(Supplied material)

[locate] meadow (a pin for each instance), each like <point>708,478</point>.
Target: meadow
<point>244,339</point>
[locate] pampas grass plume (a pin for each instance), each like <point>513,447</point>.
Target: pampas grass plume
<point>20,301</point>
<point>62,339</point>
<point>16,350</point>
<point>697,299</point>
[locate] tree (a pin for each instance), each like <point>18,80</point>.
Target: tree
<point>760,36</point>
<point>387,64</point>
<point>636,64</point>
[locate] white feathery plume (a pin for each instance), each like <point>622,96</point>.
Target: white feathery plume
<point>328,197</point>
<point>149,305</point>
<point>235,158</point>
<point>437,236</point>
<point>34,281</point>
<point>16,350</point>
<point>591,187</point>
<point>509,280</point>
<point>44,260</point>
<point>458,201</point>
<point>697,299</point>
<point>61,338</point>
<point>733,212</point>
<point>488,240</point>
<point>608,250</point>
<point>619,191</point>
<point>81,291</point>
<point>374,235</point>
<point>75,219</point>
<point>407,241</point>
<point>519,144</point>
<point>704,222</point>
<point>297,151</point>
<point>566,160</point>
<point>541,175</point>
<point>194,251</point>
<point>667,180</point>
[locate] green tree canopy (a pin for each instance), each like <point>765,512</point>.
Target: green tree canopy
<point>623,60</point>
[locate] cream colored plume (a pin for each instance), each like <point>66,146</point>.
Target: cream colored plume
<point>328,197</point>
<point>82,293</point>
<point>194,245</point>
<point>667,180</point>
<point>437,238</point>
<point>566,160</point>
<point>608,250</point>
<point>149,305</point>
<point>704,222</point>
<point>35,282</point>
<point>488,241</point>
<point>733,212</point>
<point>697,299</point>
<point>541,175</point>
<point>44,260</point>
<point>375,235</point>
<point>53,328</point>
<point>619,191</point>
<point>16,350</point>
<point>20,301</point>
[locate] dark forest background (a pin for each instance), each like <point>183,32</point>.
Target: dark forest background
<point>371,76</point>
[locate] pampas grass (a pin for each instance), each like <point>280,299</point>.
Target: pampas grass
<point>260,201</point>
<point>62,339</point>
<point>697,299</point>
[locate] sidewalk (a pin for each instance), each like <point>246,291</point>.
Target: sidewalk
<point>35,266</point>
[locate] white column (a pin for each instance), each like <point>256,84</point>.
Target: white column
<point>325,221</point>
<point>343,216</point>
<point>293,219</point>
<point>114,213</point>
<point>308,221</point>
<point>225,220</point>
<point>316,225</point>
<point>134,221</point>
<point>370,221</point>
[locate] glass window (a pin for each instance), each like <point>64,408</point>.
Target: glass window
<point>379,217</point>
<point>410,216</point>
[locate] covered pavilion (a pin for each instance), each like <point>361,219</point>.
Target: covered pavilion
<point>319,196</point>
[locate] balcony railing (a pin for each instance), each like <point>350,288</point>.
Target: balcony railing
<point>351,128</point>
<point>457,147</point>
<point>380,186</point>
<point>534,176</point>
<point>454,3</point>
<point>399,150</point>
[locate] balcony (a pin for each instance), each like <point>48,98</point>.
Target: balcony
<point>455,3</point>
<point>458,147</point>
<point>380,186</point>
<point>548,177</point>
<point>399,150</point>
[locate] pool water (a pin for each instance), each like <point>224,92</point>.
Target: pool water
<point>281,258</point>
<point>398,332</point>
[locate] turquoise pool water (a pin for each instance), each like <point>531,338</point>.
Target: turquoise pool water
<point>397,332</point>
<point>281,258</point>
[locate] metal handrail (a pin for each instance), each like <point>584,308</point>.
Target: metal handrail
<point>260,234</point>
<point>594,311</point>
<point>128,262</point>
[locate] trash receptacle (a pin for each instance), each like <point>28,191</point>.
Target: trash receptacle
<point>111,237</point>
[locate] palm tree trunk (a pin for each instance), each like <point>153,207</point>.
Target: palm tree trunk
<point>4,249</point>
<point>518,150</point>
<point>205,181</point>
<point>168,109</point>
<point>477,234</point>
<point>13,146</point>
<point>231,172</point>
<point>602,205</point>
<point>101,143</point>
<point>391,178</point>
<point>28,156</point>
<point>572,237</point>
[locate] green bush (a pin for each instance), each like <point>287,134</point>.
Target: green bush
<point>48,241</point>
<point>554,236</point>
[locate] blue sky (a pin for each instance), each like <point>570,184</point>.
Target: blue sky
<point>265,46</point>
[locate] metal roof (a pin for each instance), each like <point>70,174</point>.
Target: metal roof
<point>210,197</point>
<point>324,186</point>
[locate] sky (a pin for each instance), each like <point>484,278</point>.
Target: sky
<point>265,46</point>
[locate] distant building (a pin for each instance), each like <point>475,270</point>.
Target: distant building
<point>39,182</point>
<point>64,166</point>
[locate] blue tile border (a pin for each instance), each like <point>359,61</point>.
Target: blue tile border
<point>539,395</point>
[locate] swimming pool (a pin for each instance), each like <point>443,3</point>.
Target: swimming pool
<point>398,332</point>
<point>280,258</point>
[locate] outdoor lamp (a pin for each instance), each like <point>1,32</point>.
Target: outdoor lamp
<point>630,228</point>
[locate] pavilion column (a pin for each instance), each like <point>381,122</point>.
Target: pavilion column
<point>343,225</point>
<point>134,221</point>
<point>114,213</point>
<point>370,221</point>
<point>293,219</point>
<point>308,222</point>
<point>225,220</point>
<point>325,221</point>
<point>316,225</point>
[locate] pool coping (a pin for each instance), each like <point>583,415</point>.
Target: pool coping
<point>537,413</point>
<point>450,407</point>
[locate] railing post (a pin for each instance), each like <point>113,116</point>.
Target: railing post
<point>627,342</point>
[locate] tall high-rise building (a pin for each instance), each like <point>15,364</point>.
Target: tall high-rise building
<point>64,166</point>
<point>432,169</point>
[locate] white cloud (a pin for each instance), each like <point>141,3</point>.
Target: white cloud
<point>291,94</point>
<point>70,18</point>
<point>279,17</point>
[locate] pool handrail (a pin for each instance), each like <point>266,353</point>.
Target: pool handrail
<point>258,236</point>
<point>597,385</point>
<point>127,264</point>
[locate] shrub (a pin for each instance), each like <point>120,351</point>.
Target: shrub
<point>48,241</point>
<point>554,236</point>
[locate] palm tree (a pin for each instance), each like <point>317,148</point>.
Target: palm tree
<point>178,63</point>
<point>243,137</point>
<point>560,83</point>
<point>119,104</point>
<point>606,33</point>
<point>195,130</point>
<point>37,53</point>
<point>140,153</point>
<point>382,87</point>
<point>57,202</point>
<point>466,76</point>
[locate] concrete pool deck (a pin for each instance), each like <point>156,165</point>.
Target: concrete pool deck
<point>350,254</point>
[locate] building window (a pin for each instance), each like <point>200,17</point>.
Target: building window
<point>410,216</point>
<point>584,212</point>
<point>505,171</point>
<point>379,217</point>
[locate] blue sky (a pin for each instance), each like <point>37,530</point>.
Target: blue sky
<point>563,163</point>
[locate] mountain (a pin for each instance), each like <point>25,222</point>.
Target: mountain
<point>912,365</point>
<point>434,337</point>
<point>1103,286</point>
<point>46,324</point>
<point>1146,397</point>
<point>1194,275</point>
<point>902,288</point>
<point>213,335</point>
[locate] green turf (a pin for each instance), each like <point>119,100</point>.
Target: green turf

(End Supplied material)

Using the entries above, quote each line verbatim from the first through the line that contains "[locate] pampas grass (a".

[locate] meadow (a pin for each instance), each like <point>708,478</point>.
Target: meadow
<point>244,339</point>
[locate] pampas grass plume (a pin for each instance), each like <point>513,447</point>.
Target: pampas grass plume
<point>20,301</point>
<point>62,339</point>
<point>16,350</point>
<point>697,299</point>
[locate] tree (a pin for each instance), each like <point>18,80</point>.
Target: tree
<point>760,36</point>
<point>387,64</point>
<point>636,64</point>
[locate] white feathery plume (a pin for each instance), each like <point>622,96</point>.
Target: white feathery plume
<point>328,197</point>
<point>149,305</point>
<point>235,158</point>
<point>437,236</point>
<point>34,281</point>
<point>16,350</point>
<point>591,187</point>
<point>509,280</point>
<point>44,260</point>
<point>458,201</point>
<point>697,299</point>
<point>61,338</point>
<point>733,212</point>
<point>488,240</point>
<point>608,250</point>
<point>619,191</point>
<point>81,291</point>
<point>374,235</point>
<point>75,219</point>
<point>407,241</point>
<point>519,144</point>
<point>704,222</point>
<point>297,151</point>
<point>566,160</point>
<point>541,175</point>
<point>194,251</point>
<point>667,180</point>
[locate] green tree canopy (a pin for each instance), each like <point>765,512</point>.
Target: green tree canopy
<point>623,60</point>
[locate] cream colored plume (a pin for each instance), each like <point>66,146</point>.
Target: cream colored plume
<point>328,197</point>
<point>82,293</point>
<point>194,245</point>
<point>667,180</point>
<point>437,238</point>
<point>566,160</point>
<point>608,250</point>
<point>149,305</point>
<point>704,222</point>
<point>35,282</point>
<point>488,241</point>
<point>733,212</point>
<point>697,299</point>
<point>541,175</point>
<point>44,260</point>
<point>375,235</point>
<point>53,328</point>
<point>619,191</point>
<point>16,350</point>
<point>20,301</point>
[locate] dark forest background (a pin for each instance), each like <point>183,32</point>.
Target: dark forest background
<point>371,76</point>
[locate] pampas grass (a pin for each instance), each like <point>280,299</point>.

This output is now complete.